> [Set problem]: The entries below are to be repeated exactly as they stand.

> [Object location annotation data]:
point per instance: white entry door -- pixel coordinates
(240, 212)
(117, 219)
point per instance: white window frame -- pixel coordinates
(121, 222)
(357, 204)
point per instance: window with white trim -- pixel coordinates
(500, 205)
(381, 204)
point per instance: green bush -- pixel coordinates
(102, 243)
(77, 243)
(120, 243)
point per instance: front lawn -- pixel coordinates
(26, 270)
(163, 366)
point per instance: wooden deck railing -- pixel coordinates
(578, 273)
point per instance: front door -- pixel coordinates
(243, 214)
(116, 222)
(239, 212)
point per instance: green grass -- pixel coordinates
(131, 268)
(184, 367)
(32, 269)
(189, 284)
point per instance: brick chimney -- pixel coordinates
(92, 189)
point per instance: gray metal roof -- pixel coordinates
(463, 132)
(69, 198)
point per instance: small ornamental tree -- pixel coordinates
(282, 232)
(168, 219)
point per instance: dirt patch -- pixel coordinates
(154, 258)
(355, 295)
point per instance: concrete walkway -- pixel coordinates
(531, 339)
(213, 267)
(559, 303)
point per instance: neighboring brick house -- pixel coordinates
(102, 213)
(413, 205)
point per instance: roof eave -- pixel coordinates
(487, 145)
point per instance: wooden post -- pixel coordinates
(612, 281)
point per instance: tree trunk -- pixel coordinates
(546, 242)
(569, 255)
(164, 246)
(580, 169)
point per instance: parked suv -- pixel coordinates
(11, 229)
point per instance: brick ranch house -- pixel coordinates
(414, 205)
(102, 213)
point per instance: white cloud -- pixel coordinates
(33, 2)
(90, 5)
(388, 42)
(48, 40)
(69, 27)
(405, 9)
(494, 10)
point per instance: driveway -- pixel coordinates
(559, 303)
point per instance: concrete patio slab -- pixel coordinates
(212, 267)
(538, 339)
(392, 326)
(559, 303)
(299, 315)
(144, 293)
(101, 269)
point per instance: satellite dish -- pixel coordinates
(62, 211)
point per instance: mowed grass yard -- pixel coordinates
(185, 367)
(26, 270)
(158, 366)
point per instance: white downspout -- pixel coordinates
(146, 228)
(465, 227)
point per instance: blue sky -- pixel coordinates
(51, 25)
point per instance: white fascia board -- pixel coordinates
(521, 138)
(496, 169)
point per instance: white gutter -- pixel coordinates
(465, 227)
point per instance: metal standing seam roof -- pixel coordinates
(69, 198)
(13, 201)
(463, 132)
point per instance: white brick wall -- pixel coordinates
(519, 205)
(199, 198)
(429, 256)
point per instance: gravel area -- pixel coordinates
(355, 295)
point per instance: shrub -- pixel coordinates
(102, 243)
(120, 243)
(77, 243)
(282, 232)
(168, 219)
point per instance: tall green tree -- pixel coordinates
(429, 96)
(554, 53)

> [Expected answer]:
point per instance: white entry door -- pixel coordinates
(240, 212)
(117, 219)
point per instance: white window frame -- pixel coordinates
(121, 222)
(357, 204)
point per instance: window with white trim -- pixel coordinates
(500, 205)
(381, 204)
point per instance: green bush -- pixel coordinates
(102, 243)
(77, 243)
(120, 243)
point per instance: front lawn -- pixel coordinates
(26, 270)
(163, 366)
point per instance: wooden deck railing -- pixel coordinates
(578, 273)
point per instance: front door -- pixel coordinates
(243, 214)
(116, 222)
(239, 212)
point per instance: green grass -- pixel coordinates
(131, 268)
(184, 367)
(32, 269)
(189, 284)
point per instance: brick chimney -- pixel coordinates
(92, 189)
point per instance: gray metal roof -- pixel coordinates
(463, 132)
(69, 198)
point per instance: small ornamental tree -- pixel coordinates
(282, 232)
(168, 219)
point per instance: dirt patch -- pixel coordinates
(154, 258)
(355, 295)
point per instance: concrete walkway -- pixel coordinates
(531, 339)
(213, 267)
(559, 303)
point per instance: neighboring brick house -- pixel coordinates
(102, 213)
(413, 205)
point per instance: roof eave -- pixel coordinates
(487, 145)
point per instance: wooden post -- pixel coordinates
(612, 281)
point per instance: tree trunk -- pixel coordinates
(546, 242)
(569, 255)
(164, 246)
(580, 169)
point per instance: parked suv -- pixel coordinates
(11, 229)
point per instance: brick ranch house -- pixel coordinates
(414, 205)
(102, 213)
point per instance: white cloud -- pixel coordinates
(33, 2)
(90, 5)
(388, 42)
(48, 40)
(69, 27)
(405, 9)
(494, 10)
point per instance: driveway -- pixel coordinates
(559, 303)
point per instance: concrete patio slab -- pixel coordinates
(212, 267)
(538, 339)
(392, 326)
(559, 303)
(299, 315)
(144, 293)
(101, 269)
point per instance: satellite dish -- pixel coordinates
(62, 211)
point per instance: mowed grass yard -- pixel coordinates
(185, 367)
(26, 270)
(158, 366)
point per instance: white downspout -- pixel coordinates
(146, 228)
(465, 227)
point per instance: blue sky -- pixel coordinates
(51, 25)
point per instance: white fascia board -- pixel coordinates
(521, 138)
(496, 169)
point per instance: white gutter -- pixel coordinates
(465, 227)
point per instance: metal standing seam roof -- pixel coordinates
(69, 198)
(13, 201)
(463, 132)
point per instance: white brick wall -- pixel coordinates
(519, 205)
(199, 198)
(429, 256)
point per instance: gravel area -- pixel coordinates
(355, 295)
point per instance: shrub -- pixel coordinates
(102, 243)
(120, 243)
(77, 243)
(282, 232)
(168, 219)
point per instance: tall green tree -- pixel coordinates
(429, 96)
(554, 53)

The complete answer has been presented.